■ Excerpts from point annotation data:

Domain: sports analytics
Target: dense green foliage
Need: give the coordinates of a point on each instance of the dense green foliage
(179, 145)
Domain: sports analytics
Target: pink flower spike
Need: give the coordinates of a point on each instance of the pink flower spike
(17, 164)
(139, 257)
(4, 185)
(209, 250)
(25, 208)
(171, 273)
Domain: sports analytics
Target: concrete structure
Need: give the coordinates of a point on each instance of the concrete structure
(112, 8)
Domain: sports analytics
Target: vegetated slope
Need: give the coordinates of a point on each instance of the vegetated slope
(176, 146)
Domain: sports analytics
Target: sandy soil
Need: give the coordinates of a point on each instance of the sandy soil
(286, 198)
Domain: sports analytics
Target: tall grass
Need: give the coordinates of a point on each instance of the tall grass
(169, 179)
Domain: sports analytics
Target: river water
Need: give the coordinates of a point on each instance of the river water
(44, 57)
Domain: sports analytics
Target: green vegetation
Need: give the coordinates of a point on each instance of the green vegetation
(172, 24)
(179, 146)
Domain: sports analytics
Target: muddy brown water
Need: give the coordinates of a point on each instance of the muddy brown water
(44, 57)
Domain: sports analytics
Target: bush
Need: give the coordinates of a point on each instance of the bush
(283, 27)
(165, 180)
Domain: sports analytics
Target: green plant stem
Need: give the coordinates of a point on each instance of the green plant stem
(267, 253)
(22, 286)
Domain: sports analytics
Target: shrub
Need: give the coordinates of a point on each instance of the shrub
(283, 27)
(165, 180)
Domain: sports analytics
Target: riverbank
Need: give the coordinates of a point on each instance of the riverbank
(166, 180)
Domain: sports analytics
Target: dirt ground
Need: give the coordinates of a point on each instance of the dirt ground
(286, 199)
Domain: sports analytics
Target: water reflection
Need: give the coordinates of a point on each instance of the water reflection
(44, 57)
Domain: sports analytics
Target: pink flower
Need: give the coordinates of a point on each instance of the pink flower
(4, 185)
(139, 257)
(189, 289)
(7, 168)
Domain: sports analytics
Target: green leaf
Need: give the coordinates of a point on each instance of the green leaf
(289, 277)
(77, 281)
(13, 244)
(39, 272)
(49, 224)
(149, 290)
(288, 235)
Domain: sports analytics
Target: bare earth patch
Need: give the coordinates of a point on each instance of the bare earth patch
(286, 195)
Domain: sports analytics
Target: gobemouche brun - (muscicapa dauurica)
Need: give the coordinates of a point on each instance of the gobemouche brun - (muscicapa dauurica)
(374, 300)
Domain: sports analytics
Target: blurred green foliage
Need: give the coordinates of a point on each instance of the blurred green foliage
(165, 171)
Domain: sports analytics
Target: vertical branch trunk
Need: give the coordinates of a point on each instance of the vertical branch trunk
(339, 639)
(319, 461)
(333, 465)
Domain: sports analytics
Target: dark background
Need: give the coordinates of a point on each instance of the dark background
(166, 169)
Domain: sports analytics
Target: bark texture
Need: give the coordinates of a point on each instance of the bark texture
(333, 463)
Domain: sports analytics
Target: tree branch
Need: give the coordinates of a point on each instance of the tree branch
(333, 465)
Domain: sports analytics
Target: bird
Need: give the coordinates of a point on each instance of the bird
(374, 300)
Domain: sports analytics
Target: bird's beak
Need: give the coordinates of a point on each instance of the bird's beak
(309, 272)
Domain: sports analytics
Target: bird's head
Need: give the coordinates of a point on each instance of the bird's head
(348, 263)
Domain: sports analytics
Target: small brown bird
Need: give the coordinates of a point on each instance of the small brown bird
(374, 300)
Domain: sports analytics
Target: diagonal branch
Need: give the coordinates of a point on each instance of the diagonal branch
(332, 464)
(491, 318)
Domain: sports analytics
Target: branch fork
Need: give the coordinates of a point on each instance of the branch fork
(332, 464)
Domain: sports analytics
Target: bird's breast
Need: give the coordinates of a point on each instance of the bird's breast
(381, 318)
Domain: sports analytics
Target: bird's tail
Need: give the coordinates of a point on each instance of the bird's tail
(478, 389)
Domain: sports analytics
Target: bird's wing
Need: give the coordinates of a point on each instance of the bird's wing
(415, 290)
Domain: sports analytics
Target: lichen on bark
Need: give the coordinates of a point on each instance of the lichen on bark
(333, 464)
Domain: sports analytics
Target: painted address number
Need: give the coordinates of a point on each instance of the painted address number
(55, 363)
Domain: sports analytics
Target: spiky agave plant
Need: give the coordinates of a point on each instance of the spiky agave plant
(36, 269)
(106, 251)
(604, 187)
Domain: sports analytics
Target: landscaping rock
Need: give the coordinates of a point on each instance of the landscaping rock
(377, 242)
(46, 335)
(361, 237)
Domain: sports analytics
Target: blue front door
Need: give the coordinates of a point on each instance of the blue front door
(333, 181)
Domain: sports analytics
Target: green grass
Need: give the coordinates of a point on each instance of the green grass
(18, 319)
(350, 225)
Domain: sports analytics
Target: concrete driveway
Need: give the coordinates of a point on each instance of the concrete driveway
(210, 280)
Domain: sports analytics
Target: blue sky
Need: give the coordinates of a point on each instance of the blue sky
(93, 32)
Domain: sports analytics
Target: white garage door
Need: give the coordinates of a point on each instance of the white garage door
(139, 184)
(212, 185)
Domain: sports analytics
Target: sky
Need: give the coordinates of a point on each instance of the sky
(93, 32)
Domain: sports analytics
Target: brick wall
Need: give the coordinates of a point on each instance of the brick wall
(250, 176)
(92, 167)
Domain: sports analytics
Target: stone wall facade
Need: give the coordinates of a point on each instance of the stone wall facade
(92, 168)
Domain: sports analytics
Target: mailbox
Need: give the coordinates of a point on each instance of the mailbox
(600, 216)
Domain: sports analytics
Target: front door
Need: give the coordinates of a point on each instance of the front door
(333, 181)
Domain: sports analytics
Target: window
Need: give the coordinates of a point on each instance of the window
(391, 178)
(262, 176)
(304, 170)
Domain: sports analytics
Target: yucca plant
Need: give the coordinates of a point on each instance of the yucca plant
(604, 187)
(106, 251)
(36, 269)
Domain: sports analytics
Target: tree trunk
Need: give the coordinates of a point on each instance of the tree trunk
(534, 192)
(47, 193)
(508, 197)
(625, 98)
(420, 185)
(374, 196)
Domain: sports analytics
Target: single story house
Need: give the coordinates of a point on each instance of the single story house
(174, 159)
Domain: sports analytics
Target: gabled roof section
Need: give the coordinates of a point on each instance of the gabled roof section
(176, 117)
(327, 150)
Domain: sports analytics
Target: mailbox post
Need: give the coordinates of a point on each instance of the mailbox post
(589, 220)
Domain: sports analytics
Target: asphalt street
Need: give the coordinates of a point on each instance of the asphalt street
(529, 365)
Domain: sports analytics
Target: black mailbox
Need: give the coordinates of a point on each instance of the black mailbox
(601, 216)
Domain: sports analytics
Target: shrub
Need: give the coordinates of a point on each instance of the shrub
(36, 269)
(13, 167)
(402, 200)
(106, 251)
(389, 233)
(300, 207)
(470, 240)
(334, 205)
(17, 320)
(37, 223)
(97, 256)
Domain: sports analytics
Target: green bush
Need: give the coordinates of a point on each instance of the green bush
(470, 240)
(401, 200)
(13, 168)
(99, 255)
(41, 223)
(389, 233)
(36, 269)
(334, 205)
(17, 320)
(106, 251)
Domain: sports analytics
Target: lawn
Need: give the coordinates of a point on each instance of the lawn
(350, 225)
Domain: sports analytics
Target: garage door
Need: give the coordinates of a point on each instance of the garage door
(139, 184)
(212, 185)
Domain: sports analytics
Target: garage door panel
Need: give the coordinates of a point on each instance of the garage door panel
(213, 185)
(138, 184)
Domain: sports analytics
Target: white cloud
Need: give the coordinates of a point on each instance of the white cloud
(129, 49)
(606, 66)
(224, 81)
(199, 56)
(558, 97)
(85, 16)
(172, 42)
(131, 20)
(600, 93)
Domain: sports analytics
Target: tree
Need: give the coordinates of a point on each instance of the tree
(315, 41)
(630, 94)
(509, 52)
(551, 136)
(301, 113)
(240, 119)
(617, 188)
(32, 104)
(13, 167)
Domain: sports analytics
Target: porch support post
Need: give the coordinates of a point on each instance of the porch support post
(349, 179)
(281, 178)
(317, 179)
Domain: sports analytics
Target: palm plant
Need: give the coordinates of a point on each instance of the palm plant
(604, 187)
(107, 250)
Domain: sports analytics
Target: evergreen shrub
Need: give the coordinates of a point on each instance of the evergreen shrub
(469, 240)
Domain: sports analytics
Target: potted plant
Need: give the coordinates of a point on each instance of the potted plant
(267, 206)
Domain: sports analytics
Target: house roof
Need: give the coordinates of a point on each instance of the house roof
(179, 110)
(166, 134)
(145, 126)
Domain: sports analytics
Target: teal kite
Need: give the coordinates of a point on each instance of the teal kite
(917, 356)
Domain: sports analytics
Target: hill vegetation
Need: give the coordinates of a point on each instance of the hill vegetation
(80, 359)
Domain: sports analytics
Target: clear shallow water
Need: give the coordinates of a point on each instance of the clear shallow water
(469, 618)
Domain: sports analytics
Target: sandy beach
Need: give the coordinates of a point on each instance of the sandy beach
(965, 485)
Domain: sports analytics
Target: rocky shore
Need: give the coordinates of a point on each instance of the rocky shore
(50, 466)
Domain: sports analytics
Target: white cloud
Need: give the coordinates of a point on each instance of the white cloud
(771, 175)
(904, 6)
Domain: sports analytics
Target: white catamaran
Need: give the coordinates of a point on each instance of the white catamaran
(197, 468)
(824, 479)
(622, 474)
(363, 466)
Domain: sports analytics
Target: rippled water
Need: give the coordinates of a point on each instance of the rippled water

■ EXERCISE AIM: Identify every line in the data above that contains the string "facade", and copy those lines. Matching is case-sensitive.

■ EXPECTED ANSWER:
Target: stone wall facade
Need: give the coordinates of a point on each instance of the stone wall facade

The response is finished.